12.1 Portfolios with $N$ Risky Assets

Consider a portfolio with $N$ risky assets, where $N$ can be a large number (e.g., $N=1,000)$. Let $R_{i}$ $(i=1,\ldots,N)$ denote the simple return on asset $i$ (over some fixed time horizon such as one year) and assume that the constant expected return (GWN) model holds for all assets: $$\begin{align*} R_{i} & \sim GWN(\mu_{i},\sigma_{i}^{2}),\\ \mathrm{cov}(R_{i},R_{j}) & =\sigma_{ij}. \end{align*}$$

Let $x_{i}$ denote the share of wealth invested in asset $i$ $(i=1,\ldots,N)$, and assume that all wealth is invested in the $N$ assets so that $\sum_{i=1}^{N}x_{i}=1.$ Assume that short sales are allowed so that some values of $x_{i}$ can be negative. The portfolio return, $R_{p,x},$ is the random variable $R_{p,x}=\sum_{i=1}^{N}x_{i}R_{i}.$ The subscript “$x$” indicates that the portfolio is constructed using the “x-weights” $x_{1},x_{2},\ldots,x_{N}$. The expected return on the portfolio is: $$\mu_{p,x}=\sum_{i=1}^{N}x_{i}\mu_{i},$$ and the variance of the portfolio return is: $$\sigma_{p,x}^{2}=\sum_{i=1}^{N}x_{i}^{2}\sigma_{i}^{2}+2\sum_{i=1}^{N}\sum_{j\neq i}x_{i}x_{j}\sigma_{ij}.$$ Notice that variance of the portfolio return depends on $N$ variance terms and $N(N-1)$ covariance terms. Hence, with $N$ assets there are many more covariance terms than variance terms contributing to portfolio variance. For example, with $N=100$ there are $100$ variance terms and $100\times99=9900$ covariance terms. With $N$ assets, the algebra representing the portfolio return and risk characteristics is cumbersome, especially for the variance. We can greatly simplify the portfolio algebra using matrix notation, and this was previewed in Chapter 3.

Stored records:
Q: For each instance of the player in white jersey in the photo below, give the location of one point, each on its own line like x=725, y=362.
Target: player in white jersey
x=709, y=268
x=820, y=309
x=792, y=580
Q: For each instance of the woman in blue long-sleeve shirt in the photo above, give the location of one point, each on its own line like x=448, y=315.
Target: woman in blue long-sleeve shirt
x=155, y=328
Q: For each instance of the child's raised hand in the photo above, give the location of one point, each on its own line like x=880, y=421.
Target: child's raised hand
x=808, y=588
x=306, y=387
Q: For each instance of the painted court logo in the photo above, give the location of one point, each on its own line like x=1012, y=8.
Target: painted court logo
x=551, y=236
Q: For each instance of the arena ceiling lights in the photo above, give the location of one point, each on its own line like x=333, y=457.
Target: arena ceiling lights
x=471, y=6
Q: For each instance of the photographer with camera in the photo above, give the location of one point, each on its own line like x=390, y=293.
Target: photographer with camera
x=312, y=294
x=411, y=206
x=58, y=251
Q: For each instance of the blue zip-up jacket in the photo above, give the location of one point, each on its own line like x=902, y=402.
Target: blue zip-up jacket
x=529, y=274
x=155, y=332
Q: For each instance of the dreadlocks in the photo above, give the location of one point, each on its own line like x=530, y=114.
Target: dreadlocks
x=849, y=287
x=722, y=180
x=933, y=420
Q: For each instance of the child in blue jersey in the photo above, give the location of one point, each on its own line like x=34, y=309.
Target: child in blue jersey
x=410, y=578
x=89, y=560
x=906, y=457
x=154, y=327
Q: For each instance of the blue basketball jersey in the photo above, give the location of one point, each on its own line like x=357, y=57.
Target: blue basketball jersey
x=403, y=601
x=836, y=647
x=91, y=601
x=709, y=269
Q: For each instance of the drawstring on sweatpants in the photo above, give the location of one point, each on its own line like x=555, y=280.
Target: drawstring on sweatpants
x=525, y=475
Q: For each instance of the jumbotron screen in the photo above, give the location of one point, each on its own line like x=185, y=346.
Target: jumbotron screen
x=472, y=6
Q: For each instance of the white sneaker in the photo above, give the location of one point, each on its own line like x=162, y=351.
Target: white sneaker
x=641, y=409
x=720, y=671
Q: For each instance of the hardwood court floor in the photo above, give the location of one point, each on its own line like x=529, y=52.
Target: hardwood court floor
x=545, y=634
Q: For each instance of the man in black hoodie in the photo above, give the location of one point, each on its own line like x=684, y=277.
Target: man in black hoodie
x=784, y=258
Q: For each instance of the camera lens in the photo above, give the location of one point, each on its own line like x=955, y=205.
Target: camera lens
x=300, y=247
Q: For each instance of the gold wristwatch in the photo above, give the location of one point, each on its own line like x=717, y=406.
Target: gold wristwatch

Stated task 1:
Answer these questions about the portfolio passage:
(a) Which model is assumed to hold for all assets?
(b) Why can some values of $x_{i}$ be negative?
(c) How many covariance terms are there when $N=100$?
Stated task 2: In the entries, update the lines starting with the line containing "Q: For each instance of the photographer" and going on through the line containing "x=525, y=475" by changing "zip-up" to "hooded" and leaving everything else unchanged. Return only those lines.
The portfolio text and the entries are unrelated material.

Final result 1:
(a) The constant expected return (GWN) model.
(b) Short sales are allowed.
(c) $100\times99=9900$ covariance terms.

Final result 2:
Q: For each instance of the photographer with camera in the photo above, give the location of one point, each on its own line like x=390, y=293.
Target: photographer with camera
x=312, y=294
x=411, y=206
x=58, y=251
Q: For each instance of the blue hooded jacket in the photo above, give the location of one point, each on its own line like x=902, y=402.
Target: blue hooded jacket
x=529, y=274
x=155, y=332
Q: For each instance of the dreadlocks in the photo above, give the location of one point, each on its own line like x=530, y=114.
Target: dreadlocks
x=849, y=287
x=722, y=180
x=933, y=420
Q: For each instance of the child in blue jersey in the photo above, give the location of one point, each on its own line like x=34, y=309.
Target: child in blue jersey
x=410, y=578
x=89, y=560
x=906, y=457
x=154, y=327
Q: For each instance of the blue basketball jersey in the photo above, give the location of one point, each on its own line like x=357, y=57.
Target: blue basketball jersey
x=403, y=601
x=836, y=647
x=91, y=601
x=709, y=269
Q: For each instance of the drawstring on sweatpants in the photo above, give the location of one point, each on its own line like x=555, y=280.
Target: drawstring on sweatpants
x=525, y=475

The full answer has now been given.